=== Text excerpt ===

Leaving Chile.

Entering Argentina

We were not hassled at all at the borders. We all had to show our passports of course, and surrender our white tourist cards (issued on entry) as we left Chile. It is important to keep this document in with your passport at all times as it allows foreigners to avoid paying the value added tax imposed on citizens. This means that every time we checked into a hotel, we had to show that paper to get the best hotel rate.

The two border control points were several miles apart. The only people we saw having a problem at the border was a couple who were apparently bringing a new television into Argentina without paying the tax. The television was confiscated. I don't know what happened to the couple. Mostly, we were waved through checkpoints. I think because both Chile and Argentina need the tourist dollars.

One my last day in Argentina for example, three of us took a cab to the airport in El Calafate. The cab driver was stopped at the checkpoint and had to produce his cab license, insurance and driver's license. He muttered something that indicated this was a common event for him, whereas our tour had driven three times through that checkpoint and were never stopped. These internal controls struck us Americans as strange. We noted that we could drive from Los Angeles to New York and never cross a checkpoint.

After crossing the border into Argentina, we spent the next four hours driving over a featureless, arid plain. Eventually, we turned towards the mountains and saw the lake next to El Calafate below us to the West.

A lot of nothing on the road to El Calafate

More nothing...and Colby's arm.

We arrived in El Calafate before sunset. Our hotel Mirador Lago is located on the main drag, just across the street from a bird refuge. El Calafate looked like a nice little town, with lots of restaurants, shops and people out enjoying themselves.

Boardwalk by bird sanctuary

Bird sanctuary in El Calafate

We had dinner that night at the hotel where we were staying, the Mirador del Lago http://www.miradordellago.com.ar/. Since we ate at 8:00 PM (that is as soon as the restaurant opened) we had the place to ourselves and sat together at a long table. At home, I normally eat by 6:00 PM, but in Chile and Argentina, that wasn't an option.

By this point, we photographers had become a very cohesive group. We had a lot of laughs together, told stories and made memories. Reflecting on the trip when I returned home, I realize that the best part of the trip was getting to know the other participants. We became good friends for a short time. I miss them still.

Early the next morning, we headed out to Perito Moreno Glacier. It is about and hour and a half drive to get there. We spent about 5 hours there and returned to the hotel for dinner that evening.

On the road early to Perito Moreno

Entering Glaciers National Parque

Perito Moreno Glacier from above.

=== Dataset ===

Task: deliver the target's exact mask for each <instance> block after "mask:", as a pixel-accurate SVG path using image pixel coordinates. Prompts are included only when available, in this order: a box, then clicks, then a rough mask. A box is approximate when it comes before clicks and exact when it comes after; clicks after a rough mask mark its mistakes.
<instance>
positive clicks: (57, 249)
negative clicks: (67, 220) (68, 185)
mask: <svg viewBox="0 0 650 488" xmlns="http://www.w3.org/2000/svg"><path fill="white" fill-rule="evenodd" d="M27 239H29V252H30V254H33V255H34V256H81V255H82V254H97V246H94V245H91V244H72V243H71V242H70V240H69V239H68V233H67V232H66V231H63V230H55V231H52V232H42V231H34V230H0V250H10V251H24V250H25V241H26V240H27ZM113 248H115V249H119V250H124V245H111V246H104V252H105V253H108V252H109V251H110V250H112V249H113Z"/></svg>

===
=== Dataset ===

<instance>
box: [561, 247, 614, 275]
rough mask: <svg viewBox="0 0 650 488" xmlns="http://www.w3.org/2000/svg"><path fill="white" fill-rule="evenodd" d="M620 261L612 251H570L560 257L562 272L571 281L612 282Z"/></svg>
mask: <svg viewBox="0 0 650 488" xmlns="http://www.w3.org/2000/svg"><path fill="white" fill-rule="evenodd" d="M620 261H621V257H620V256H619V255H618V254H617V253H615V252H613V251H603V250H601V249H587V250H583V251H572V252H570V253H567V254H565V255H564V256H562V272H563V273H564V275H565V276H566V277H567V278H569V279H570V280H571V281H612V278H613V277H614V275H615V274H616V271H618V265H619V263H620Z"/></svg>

===

- **What is expected**
Write the next few paragraphs of the travel account about crossing into Argentina and visiting El Calafate, picking up right after its final sentence.

- **Reply**
The way the park is set up, there are nice walkways that lead down to the cliff that faces the glacier. The center section of the glacier is about 70 feet tall and the whole thing is about a half mile wide. There is a water channel between the viewpoints and the glacier. As we had an overcast day, we spent our time looking for moments when the light broke through or small chunks of ice fell into the water. We could hear rumblings as ice fell internally, but most of the sections of ice we saw fall into the water were very small.

Lenga tree in foreground.

Left side of the glacier.

Glacier and icebergs to the right.

Detail of center section with sunshine.

Large chunk breaking off.

Icebergs in the channel below.

The big picture.

Towards the end of our time there, I zoomed in and focused on a section that regularly produced small chunks of ice falling into the water. I turned on the video and within seconds the biggest chunk we saw that day fell into the water. It was spectacular!

Perito Morreno Glacier calving.

That night, we had another excellent meal together. More stories. More laughs. I should note that the food was fancier than I expected. This was generally true when we ate in hotel restaurants in both Chile and Argentina. For example, that night I had a roulade of salmon stuffed with crabmeat and topped with a foam made from ginger, along with a salad of butter lettuce, dried fruit, roasted pumpkin seeds, slices of chicken and chunks of soft fresh cheese. The meal was preceded with a variety of breads and herbed butter, served with nice silverware on a white tablecloth. The price for a meal like that? - around $18.

Similarly, the hotels were a little nicer for the price than a hotel in the US. Nice tile work in the bathrooms for instance, and there was frequently a bidet. Even the bed sheets were starched and pressed!

Breakfasts were less to my liking as I don't eat eggs, ham or cheese. I never saw oatmeal at any hotel in South America and the orange juice was always Tang. Breakfast buffets were heavy on pastries, coffee, sliced ham and cheese.

Speaking of ham and cheese, in the airports at Buenos Aires, you could purchase a ham and cheese sandwich, or if you didn't like that, you could purchase a ham and cheese salad. I was also surprised that I never saw chimichurri sauce in Argentina. I thought it is the national condiment. The only time I ate anything with any spice or garlic was in El Chalten, where I had lamb ravioli's in Arrabbiata sauce.

Bidet in bathroom at Mirador del Lago.

Street near hotel.

The next morning, we left early to drive to El Chalten, a small town known as a backpacker's hub because it sits at the base of a beautiful mountain range. This range includes Mt Fitz Roy and Cerro Torre. The later is a vertical spike that looks more like the Washington Monument than a feature of the natural world.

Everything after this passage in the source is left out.